In the stretch from the line containing "Each <instance> block" through the line containing "positive clicks: (303, 165)", switch "rough mask" to "coarse mask" and leave everything else unchanged.

[Stored items]
>>

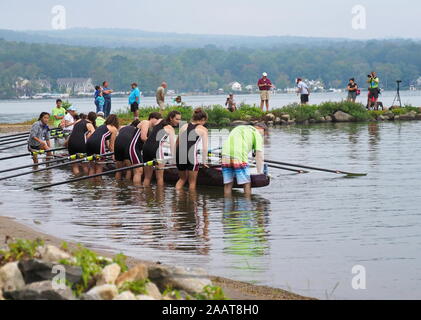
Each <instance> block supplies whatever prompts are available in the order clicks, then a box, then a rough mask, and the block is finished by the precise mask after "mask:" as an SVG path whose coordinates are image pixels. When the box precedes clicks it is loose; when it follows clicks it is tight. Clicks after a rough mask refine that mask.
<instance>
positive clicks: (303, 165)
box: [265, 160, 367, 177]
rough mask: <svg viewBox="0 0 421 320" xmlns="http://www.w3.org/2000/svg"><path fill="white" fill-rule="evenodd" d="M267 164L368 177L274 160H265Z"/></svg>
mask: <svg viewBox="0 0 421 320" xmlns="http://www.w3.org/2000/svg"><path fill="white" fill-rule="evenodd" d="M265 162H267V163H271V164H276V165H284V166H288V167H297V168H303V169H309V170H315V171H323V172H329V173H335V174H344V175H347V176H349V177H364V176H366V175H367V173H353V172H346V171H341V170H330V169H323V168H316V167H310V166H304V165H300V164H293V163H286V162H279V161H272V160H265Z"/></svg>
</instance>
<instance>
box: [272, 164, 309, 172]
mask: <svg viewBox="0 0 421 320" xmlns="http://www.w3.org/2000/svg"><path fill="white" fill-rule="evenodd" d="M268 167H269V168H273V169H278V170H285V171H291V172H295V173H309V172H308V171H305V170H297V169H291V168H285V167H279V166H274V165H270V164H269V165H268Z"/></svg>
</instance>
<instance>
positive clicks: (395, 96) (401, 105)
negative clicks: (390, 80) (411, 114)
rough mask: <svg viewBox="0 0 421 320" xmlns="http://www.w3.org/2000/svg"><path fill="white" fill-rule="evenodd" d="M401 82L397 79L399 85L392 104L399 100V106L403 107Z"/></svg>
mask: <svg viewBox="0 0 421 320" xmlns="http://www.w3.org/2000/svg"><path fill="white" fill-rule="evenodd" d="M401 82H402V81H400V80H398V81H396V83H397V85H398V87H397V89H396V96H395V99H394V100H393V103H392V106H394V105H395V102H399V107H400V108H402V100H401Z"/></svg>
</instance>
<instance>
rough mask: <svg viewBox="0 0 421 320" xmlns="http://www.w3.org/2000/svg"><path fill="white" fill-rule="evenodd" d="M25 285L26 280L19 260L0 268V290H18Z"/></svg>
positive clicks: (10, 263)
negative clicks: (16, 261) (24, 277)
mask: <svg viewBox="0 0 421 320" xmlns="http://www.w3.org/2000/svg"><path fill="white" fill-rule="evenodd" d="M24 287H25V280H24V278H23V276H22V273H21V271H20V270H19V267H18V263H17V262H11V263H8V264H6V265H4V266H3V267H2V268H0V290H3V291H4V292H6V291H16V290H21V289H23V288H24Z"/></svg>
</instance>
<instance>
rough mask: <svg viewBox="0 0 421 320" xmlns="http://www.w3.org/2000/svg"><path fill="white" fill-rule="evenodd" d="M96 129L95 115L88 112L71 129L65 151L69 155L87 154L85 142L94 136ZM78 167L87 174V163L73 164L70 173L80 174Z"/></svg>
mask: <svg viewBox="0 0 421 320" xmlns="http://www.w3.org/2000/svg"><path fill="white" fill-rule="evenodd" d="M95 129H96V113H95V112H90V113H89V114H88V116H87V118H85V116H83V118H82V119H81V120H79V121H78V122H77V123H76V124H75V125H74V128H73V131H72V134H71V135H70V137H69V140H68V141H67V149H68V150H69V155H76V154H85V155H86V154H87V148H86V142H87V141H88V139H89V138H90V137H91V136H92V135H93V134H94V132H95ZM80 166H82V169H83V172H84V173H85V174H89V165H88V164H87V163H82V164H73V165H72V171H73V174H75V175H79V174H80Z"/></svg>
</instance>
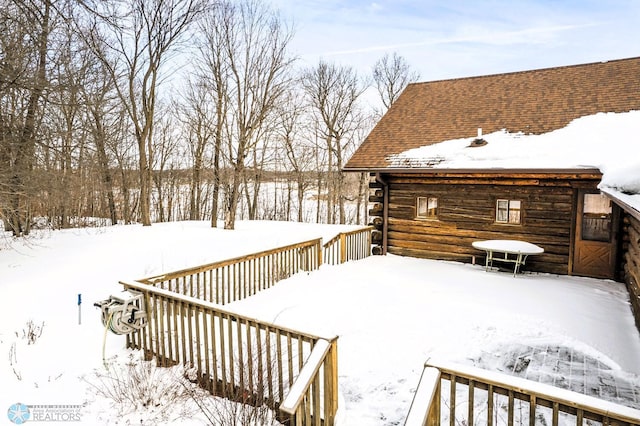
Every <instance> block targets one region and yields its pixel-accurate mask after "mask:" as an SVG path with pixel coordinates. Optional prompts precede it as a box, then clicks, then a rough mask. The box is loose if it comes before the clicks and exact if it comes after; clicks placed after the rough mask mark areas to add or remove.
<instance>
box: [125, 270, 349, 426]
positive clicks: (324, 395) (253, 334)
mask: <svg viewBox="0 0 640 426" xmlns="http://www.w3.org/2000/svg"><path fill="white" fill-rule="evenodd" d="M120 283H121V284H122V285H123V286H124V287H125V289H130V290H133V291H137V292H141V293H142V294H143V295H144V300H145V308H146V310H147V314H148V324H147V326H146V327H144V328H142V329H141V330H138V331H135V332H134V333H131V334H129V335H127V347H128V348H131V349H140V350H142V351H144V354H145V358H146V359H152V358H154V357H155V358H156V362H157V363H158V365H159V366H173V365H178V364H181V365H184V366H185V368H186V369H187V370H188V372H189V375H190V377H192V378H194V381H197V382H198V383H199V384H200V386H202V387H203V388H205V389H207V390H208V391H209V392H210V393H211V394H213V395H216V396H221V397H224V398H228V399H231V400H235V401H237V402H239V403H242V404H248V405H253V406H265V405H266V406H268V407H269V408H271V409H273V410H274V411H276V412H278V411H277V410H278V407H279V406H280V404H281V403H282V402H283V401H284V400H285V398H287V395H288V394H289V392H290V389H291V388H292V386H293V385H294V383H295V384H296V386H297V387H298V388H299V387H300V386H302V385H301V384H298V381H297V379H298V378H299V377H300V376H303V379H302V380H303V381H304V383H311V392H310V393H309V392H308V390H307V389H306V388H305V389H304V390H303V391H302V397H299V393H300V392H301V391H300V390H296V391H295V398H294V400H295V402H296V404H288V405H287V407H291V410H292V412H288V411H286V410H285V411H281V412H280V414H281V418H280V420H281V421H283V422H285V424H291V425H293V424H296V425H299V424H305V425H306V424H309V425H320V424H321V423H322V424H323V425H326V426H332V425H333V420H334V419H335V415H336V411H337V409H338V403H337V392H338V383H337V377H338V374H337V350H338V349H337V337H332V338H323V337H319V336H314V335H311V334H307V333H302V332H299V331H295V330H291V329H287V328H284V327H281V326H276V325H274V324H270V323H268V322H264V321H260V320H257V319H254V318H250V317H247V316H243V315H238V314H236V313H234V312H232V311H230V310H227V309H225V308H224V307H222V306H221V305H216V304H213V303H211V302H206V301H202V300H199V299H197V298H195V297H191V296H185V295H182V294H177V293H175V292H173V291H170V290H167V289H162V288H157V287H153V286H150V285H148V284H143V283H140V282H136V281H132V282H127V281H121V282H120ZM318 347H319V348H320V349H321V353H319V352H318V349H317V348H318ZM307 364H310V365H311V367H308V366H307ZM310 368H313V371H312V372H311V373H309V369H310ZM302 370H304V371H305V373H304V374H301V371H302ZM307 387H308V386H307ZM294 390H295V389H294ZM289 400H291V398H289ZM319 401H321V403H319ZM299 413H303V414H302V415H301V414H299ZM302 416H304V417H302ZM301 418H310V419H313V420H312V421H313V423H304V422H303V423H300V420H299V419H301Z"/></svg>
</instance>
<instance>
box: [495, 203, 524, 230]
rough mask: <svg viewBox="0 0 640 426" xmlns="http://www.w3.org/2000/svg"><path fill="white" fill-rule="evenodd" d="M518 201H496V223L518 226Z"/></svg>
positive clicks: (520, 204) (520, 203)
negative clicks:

<<
>>

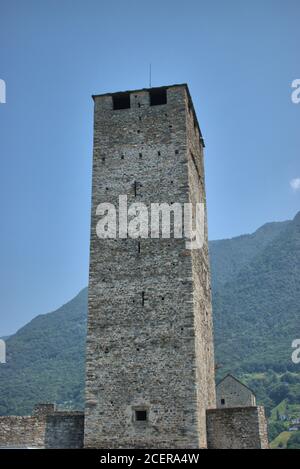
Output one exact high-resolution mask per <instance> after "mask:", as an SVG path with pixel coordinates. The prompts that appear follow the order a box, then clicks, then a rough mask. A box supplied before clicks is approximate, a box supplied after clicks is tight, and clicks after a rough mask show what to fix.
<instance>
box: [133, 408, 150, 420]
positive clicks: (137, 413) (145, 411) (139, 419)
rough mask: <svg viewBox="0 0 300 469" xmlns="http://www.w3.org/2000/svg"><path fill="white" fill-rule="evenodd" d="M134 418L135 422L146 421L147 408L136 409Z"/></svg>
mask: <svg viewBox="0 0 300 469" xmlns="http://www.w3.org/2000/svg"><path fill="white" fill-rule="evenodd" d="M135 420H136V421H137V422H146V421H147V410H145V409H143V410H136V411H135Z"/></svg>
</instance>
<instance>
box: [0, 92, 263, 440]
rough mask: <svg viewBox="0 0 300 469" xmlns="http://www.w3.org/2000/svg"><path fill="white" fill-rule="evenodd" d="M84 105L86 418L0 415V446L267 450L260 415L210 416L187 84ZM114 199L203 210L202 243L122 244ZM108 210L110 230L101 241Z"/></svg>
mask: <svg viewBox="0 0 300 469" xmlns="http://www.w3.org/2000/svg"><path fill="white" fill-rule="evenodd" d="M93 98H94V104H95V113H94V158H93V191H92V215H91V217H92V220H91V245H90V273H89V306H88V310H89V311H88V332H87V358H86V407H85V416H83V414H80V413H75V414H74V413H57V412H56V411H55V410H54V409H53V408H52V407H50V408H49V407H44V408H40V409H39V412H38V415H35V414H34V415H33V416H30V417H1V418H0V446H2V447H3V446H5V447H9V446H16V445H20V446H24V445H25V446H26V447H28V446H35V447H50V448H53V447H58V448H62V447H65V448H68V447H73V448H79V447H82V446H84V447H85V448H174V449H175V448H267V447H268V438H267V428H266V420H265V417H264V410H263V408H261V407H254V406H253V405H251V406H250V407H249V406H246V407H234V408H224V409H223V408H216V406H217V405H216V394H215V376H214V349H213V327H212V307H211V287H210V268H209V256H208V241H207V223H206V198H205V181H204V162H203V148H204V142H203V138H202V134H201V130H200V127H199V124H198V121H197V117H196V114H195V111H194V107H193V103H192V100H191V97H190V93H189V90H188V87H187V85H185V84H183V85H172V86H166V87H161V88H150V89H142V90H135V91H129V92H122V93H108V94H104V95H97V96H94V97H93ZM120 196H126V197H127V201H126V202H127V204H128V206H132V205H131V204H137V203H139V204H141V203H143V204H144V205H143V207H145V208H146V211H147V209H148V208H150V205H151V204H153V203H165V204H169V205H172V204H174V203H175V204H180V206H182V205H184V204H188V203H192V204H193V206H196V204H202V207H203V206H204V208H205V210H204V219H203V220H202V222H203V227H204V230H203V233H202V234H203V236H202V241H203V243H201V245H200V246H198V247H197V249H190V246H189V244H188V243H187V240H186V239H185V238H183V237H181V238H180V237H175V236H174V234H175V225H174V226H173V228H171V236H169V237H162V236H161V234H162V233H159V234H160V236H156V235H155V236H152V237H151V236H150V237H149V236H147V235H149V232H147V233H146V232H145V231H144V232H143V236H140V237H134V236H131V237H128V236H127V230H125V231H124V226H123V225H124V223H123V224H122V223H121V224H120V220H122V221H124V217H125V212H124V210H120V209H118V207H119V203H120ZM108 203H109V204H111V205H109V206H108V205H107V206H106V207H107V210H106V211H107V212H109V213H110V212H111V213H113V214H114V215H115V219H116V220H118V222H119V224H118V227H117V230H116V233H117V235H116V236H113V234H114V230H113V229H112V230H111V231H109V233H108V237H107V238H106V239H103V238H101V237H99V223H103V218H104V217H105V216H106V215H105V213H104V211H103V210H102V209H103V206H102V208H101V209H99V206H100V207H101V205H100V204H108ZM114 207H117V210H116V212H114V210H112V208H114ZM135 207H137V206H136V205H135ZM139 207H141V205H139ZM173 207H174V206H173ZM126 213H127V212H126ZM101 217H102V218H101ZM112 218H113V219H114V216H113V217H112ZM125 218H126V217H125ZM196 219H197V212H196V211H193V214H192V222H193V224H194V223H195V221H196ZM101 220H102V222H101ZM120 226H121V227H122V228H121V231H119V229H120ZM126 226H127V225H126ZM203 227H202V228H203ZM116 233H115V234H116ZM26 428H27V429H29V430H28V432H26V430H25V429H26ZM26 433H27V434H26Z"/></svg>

<<

## EXERCISE SOLUTION:
Each <instance> block supplies whatever prompts are available in the order clicks, then a box, then a coarse mask, and the block is finished by the precise mask after "mask:" as an SVG path whose coordinates are image pixels. When the box precedes clicks it is loose; when it follows clicks it is tight. Clicks after a coarse mask refine that mask.
<instance>
positive clicks: (303, 165)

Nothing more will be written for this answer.